──────── Data shown ────────
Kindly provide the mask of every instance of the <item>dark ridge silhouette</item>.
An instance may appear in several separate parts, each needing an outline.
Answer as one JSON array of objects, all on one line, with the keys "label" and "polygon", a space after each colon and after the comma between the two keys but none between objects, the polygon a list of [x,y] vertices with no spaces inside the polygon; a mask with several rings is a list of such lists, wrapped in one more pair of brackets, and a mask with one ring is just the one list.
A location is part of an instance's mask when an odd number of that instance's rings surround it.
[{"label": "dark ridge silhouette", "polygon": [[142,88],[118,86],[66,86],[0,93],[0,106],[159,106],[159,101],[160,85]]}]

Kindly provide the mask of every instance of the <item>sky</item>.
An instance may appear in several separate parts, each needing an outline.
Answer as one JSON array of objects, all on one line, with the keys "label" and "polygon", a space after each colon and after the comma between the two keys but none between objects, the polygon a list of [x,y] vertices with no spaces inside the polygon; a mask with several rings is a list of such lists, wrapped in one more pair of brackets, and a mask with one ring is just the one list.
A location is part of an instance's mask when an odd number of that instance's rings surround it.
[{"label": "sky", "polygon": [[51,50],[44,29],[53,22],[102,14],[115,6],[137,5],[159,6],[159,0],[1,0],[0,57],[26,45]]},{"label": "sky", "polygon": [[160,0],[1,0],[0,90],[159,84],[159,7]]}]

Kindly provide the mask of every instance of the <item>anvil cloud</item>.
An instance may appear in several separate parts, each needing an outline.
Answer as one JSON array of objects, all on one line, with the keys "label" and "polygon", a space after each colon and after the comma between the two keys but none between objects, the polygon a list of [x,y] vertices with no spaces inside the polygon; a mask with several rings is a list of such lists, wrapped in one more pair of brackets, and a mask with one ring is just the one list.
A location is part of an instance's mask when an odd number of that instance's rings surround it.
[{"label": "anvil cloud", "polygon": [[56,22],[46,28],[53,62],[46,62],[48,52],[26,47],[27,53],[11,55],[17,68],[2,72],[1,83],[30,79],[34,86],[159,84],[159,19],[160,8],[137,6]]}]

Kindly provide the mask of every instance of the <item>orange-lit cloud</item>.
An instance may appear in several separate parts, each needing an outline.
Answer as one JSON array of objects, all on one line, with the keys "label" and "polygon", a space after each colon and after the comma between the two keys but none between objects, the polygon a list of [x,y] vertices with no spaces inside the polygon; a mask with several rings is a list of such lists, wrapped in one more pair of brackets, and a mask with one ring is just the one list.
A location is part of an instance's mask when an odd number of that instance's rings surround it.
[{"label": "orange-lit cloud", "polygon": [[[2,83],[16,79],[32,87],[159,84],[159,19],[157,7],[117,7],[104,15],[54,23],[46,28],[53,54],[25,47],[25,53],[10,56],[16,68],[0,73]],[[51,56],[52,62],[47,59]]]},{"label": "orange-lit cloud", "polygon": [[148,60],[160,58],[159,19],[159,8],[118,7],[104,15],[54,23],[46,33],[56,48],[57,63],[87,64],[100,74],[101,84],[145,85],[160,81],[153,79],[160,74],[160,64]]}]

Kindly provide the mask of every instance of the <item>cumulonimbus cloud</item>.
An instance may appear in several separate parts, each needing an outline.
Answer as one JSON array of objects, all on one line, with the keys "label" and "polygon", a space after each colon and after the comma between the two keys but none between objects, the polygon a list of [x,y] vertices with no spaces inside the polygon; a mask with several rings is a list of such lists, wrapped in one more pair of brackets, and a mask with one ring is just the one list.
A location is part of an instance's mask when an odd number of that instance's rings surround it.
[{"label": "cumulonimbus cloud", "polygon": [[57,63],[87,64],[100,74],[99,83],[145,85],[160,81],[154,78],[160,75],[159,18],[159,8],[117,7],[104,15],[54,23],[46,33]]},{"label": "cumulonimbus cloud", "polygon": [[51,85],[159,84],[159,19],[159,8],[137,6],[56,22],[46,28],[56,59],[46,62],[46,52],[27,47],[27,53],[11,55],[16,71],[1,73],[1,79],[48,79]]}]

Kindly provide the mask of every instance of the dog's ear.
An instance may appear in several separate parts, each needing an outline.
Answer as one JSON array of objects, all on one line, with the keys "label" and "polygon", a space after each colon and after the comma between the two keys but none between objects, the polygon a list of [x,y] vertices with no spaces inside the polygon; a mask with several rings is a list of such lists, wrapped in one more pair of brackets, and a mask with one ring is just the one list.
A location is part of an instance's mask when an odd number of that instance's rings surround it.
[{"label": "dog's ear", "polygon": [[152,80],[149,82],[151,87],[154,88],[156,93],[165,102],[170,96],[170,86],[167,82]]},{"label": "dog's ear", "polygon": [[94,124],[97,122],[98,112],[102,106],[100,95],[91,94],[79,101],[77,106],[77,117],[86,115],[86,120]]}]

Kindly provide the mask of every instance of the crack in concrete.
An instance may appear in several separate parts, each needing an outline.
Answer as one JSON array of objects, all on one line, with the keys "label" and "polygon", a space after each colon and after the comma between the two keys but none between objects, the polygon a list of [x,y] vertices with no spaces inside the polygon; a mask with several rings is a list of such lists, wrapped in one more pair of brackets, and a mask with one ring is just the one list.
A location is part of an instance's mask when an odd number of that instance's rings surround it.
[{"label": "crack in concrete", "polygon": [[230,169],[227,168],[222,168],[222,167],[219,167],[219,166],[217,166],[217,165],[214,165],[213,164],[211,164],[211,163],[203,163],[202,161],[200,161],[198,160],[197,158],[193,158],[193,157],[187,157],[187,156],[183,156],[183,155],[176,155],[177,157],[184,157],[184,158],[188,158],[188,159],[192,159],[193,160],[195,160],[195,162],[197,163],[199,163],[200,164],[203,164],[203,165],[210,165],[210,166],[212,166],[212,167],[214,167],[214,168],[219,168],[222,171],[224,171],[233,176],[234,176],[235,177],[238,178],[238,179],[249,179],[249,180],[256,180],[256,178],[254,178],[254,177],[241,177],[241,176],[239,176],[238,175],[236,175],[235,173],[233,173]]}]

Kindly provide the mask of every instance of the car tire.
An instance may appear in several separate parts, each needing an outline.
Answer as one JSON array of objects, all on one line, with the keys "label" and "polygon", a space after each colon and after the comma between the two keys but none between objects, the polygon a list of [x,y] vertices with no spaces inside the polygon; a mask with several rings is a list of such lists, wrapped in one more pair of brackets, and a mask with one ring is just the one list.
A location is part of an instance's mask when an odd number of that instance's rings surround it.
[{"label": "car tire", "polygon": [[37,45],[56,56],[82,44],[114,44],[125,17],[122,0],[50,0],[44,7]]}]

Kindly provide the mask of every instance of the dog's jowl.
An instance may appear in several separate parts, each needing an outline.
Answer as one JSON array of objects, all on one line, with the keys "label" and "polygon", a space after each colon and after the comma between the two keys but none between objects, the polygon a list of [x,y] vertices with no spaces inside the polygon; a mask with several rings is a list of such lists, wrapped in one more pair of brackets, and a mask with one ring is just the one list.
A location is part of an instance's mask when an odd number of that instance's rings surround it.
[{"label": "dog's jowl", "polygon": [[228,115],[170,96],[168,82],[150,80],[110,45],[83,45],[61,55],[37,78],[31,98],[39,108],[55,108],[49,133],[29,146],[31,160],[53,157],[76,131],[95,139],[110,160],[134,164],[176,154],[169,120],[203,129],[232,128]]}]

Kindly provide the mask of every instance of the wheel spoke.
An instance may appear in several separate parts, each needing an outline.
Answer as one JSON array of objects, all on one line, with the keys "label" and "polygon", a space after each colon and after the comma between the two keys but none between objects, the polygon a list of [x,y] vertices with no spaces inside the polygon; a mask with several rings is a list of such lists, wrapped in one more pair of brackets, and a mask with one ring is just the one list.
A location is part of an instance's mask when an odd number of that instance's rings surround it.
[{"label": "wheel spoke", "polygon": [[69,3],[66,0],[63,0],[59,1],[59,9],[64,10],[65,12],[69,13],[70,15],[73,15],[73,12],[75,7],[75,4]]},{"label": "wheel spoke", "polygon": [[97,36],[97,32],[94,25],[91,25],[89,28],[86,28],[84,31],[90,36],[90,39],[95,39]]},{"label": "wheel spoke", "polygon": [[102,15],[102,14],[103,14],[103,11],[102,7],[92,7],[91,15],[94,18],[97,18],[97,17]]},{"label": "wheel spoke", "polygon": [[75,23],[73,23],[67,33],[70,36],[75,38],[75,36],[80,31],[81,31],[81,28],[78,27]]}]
────────
▸ **Exercise prompt**: Reproduce the final stretch of the data above: every line from the one holding "Kindly provide the mask of every instance of the dog's jowl." through the end, inclusive, exactly as written and nothing else.

▸ **The reply**:
Kindly provide the mask of every instance of the dog's jowl.
An instance may appear in several separate parts, each needing an outline.
Answer as one JSON array of objects, all on one line, with the keys "label" and "polygon", a space after each colon and after the comma between the two keys but none between objects, the polygon a list of [x,y] vertices with no spaces inside the polygon; a mask with several rings is a list of such lists, wrapped in one more pair of brackets, and a mask with one ring is just the one list.
A location is part of an instance's mask when an odd number of that instance's rings surround it.
[{"label": "dog's jowl", "polygon": [[228,115],[170,96],[168,82],[150,80],[110,45],[83,45],[61,55],[37,78],[31,98],[39,108],[55,108],[49,133],[29,146],[31,160],[53,157],[76,131],[95,139],[110,160],[134,164],[176,154],[169,120],[203,129],[232,128]]}]

Kindly provide the mask of every instance of the wheel spoke.
An instance may appear in several separate parts, each needing an outline.
Answer as one JSON array of objects, all on one line, with the keys "label" and "polygon", a space after each colon and after the comma between the two keys but none between objects, the polygon a list of [x,y] vertices with no spaces inside the polygon; a mask with several rings is a list of such lists, wrapped in one more pair of brackets, and a mask with one ring is just the one list.
A location is part of an instance's mask when an odd number of that instance's rings surround it.
[{"label": "wheel spoke", "polygon": [[69,3],[66,0],[63,0],[59,1],[59,9],[64,10],[65,12],[69,13],[70,15],[73,15],[73,12],[75,7],[75,4]]},{"label": "wheel spoke", "polygon": [[97,36],[97,32],[94,25],[91,25],[89,28],[86,28],[84,31],[90,36],[90,39],[95,39]]},{"label": "wheel spoke", "polygon": [[102,15],[102,14],[103,14],[103,11],[102,7],[92,7],[91,15],[94,18],[97,18],[97,17]]},{"label": "wheel spoke", "polygon": [[75,23],[73,23],[67,33],[70,36],[75,38],[75,36],[80,31],[81,31],[81,28],[78,27]]}]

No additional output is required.